## EXERCISE
Print all of the data exactly as written.

## DATA LINES

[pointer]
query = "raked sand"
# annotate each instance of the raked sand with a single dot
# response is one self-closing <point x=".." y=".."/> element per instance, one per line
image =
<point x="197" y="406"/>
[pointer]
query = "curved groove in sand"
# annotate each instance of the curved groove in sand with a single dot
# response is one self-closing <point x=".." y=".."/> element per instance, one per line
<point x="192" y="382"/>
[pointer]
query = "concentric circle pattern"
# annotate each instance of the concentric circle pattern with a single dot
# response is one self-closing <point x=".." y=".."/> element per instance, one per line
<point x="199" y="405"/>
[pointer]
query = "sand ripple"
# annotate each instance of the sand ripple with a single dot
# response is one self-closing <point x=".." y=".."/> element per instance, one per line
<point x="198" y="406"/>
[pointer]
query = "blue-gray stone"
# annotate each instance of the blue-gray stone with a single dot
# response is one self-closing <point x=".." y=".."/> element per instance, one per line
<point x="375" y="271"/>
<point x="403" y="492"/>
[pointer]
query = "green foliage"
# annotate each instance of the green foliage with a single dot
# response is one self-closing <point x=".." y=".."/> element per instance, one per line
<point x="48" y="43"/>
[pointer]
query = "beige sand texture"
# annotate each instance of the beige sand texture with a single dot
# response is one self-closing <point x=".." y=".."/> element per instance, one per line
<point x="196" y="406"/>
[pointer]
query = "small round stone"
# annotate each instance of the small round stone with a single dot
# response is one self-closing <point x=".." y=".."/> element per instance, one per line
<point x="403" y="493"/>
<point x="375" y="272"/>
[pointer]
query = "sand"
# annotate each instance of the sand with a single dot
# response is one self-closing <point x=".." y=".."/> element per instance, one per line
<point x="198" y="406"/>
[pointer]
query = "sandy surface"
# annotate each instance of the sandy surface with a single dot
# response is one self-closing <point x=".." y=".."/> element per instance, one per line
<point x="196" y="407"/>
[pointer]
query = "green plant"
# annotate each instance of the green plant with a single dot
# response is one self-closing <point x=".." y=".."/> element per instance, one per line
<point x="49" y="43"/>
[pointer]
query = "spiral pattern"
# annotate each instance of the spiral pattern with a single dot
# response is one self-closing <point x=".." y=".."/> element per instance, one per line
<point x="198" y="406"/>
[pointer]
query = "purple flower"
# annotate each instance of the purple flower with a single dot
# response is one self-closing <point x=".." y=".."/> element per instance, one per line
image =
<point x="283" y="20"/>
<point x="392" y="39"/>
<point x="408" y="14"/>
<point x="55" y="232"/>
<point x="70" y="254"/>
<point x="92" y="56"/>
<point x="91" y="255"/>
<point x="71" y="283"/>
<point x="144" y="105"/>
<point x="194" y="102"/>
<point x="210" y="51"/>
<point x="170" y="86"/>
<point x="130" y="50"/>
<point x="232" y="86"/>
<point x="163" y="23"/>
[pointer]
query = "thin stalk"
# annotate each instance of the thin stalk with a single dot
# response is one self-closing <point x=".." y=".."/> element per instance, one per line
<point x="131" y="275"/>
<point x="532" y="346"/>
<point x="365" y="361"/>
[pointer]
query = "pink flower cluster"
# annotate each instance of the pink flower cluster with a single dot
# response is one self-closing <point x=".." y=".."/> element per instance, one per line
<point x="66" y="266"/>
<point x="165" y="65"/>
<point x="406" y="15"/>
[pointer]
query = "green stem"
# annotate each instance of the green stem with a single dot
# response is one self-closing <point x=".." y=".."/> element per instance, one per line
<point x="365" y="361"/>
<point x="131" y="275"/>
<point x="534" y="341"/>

## EXERCISE RESPONSE
[pointer]
query = "raked sand"
# annotate each instance of the raked sand with a single dot
# response is one self-closing <point x=".." y=".."/> element per instance, one per line
image =
<point x="197" y="406"/>
[pointer]
query = "curved groove in sand"
# annotate each instance of the curved groove in sand with a single dot
# response is one self-closing <point x=".." y=".."/> element per instance, one per line
<point x="192" y="382"/>
[pointer]
query = "concentric circle pattern"
# annotate each instance of the concentric circle pattern with a single dot
# response is one self-closing <point x=".." y=".."/> element per instance, one per line
<point x="199" y="405"/>
[pointer]
query = "sand ripple"
# annotate each instance of the sand ripple with a single dot
# response is one self-closing <point x=".." y=".."/> element per instance, one per line
<point x="198" y="406"/>
[pointer]
query = "blue-gray stone"
# annotate each instance of the blue-gray stone with a single dot
# response is one self-closing <point x=".." y=".."/> element per instance, one per line
<point x="375" y="271"/>
<point x="403" y="492"/>
[pointer]
query = "green foliage"
# annotate each instance of the green foliage with a single dot
# response is one self-closing <point x=".." y=".."/> element per instance, one per line
<point x="48" y="43"/>
[pointer]
query = "beige sand texture"
# annotate each instance of the beige sand texture with a single dot
# response is one self-closing <point x=".." y=".."/> element per instance, one per line
<point x="196" y="406"/>
[pointer]
query = "small round stone"
# annotate each instance of the small round stone with a single dot
# response is one self-closing <point x=".." y=".."/> element per instance, one per line
<point x="403" y="493"/>
<point x="375" y="272"/>
[pointer]
query = "sand"
# annotate each instance of the sand with a single dot
# response is one self-closing <point x=".." y=".."/> element per instance, one per line
<point x="198" y="406"/>
[pointer]
query = "sandy surface"
# annotate each instance of the sandy surface with a single dot
# response is one self-closing <point x=".." y=".."/> element per instance, one per line
<point x="196" y="407"/>
[pointer]
query = "green plant"
# annotate each instance of the green plant with a single dot
# response is one self-closing <point x=".." y=".."/> element per instance, one per line
<point x="49" y="43"/>
[pointer]
query = "spiral pattern"
# annotate each instance of the spiral pattern with a single dot
# response is one self-closing <point x=".." y=".."/> element per instance, one per line
<point x="198" y="406"/>
[pointer]
query = "purple flower"
# annotate each instance of the purple flower with a single dot
# response is one self-closing <point x=".." y=".."/> element per instance, one per line
image =
<point x="283" y="20"/>
<point x="392" y="39"/>
<point x="408" y="14"/>
<point x="55" y="232"/>
<point x="70" y="254"/>
<point x="92" y="56"/>
<point x="91" y="255"/>
<point x="71" y="283"/>
<point x="144" y="105"/>
<point x="194" y="102"/>
<point x="210" y="51"/>
<point x="170" y="86"/>
<point x="130" y="50"/>
<point x="232" y="86"/>
<point x="163" y="23"/>
[pointer]
query = "thin stalk"
# annotate each instance of the thin stalk with a single dot
# response is one self-closing <point x=".." y=".."/> element per instance, one per line
<point x="131" y="275"/>
<point x="532" y="346"/>
<point x="365" y="361"/>
[pointer]
query = "pink flower cluster"
# annotate each instance of the pink flower cluster with a single dot
# response is one self-closing <point x=".." y=".."/> element per instance, one per line
<point x="66" y="266"/>
<point x="165" y="65"/>
<point x="406" y="15"/>
[pointer]
query = "green stem"
# annotate each instance of the green stem with a single dot
# response is one self-closing <point x=".." y=".."/> element per instance, one per line
<point x="365" y="361"/>
<point x="131" y="275"/>
<point x="534" y="341"/>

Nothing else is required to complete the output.